▶ **Kurze Aufgabe**
Tippe den Teil des Dokumentabschnitts wortgetreu ab, der bei „Gastbeitrag von Rainer“ beginnt und bei „Mitarbeiterinnen und Mitarbeiter.“ endet.
++++ Dokumentabschnitt
Gastbeitrag von Rainer Huke

Am 9. Juli war es sieben Monate her, dass mit der Verbindung Hamburg – Cuxhaven die erste „Start-Strecke“ von der Verkehrsgesellschaft Start Unterelbe mbH übernommen wurde. Bei allen Anlauf-Schwierigkeiten: bis zum heutigen Zeitpunkt sind keine personalbedingten Ausfälle von Leistungen zu verzeichnen. Im Gegenteil. Mit den motivierten Mitarbeitern konnten sogar netz- und fahrzeugbedingte Ausfälle in ihrer Wirkung gedämpft werden. An dieser Stelle ein herzliches Dankeschön an alle Mitarbeiterinnen und Mitarbeiter.
++++++++
++++ Datenteil
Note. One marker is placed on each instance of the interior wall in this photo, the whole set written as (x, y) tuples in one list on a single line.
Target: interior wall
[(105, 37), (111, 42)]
++++++++
▶ **Fertige Antwort**
Gastbeitrag von Rainer Huke

Am 9. Juli war es sieben Monate her, dass mit der Verbindung Hamburg – Cuxhaven die erste „Start-Strecke“ von der Verkehrsgesellschaft Start Unterelbe mbH übernommen wurde. Bei allen Anlauf-Schwierigkeiten: bis zum heutigen Zeitpunkt sind keine personalbedingten Ausfälle von Leistungen zu verzeichnen. Im Gegenteil. Mit den motivierten Mitarbeitern konnten sogar netz- und fahrzeugbedingte Ausfälle in ihrer Wirkung gedämpft werden. An dieser Stelle ein herzliches Dankeschön an alle Mitarbeiterinnen und Mitarbeiter.